◆ Supplied records
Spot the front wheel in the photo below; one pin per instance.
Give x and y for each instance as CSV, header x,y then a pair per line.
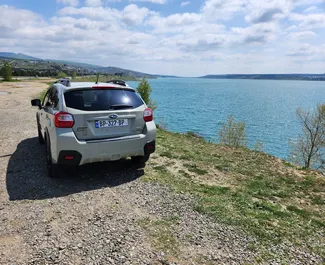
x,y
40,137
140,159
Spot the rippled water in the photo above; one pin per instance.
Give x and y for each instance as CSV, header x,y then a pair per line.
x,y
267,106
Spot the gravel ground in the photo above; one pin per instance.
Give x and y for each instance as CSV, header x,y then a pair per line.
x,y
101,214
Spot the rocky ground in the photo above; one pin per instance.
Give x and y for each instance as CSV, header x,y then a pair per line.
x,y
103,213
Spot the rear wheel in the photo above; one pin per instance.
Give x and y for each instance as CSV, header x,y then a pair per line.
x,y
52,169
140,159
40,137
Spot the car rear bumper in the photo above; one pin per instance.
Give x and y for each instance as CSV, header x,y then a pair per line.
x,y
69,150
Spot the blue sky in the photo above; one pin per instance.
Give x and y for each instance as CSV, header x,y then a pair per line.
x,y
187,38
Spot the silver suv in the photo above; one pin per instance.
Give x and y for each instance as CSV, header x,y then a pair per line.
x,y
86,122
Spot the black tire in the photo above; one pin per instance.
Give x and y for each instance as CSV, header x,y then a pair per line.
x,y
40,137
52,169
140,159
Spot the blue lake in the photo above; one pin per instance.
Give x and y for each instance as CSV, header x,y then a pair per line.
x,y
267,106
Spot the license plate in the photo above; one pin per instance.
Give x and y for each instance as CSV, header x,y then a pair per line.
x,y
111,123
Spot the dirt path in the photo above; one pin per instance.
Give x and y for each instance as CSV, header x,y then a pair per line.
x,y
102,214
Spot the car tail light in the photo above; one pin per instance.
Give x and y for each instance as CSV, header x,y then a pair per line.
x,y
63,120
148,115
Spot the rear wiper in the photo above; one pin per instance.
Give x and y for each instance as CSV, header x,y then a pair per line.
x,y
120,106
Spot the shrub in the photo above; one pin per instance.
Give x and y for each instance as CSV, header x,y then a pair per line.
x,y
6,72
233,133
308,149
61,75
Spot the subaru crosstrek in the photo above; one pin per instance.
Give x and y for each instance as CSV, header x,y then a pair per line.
--
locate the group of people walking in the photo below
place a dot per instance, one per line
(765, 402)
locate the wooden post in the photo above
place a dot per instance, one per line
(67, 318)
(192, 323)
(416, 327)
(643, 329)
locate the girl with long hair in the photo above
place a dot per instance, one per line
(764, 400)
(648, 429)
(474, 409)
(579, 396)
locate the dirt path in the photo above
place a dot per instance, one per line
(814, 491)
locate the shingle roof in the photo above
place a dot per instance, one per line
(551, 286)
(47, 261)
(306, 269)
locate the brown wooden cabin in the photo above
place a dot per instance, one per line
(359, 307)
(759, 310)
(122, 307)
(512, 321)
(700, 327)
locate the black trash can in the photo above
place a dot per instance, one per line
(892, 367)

◆ What you should do
Looking at the entries above, state the number of lines that contain "below" and add nothing more.

◆ The completed task
2